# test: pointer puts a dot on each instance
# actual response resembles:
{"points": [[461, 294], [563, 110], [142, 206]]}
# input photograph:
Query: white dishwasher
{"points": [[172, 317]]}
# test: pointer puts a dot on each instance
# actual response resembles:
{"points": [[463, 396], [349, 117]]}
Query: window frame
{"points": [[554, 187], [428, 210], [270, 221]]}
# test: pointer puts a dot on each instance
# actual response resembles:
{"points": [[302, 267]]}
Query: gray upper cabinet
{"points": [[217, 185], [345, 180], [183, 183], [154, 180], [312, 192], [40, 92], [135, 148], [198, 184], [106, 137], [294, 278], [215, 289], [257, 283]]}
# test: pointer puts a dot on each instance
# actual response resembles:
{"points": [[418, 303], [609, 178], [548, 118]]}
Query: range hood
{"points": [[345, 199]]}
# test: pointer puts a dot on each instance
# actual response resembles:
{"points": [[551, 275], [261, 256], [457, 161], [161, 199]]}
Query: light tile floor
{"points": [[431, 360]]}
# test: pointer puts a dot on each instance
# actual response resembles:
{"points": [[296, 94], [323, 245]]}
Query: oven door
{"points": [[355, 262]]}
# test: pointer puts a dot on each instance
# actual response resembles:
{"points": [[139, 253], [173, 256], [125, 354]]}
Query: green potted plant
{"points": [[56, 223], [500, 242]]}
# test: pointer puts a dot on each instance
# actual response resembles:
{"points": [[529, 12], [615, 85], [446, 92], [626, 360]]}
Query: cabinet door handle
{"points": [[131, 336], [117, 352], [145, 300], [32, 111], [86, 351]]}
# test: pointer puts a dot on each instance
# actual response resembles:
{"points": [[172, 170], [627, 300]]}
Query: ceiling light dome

Problem details = List every line of the material above that contains the string "light".

Result =
Query: light tile floor
Query: ceiling light dome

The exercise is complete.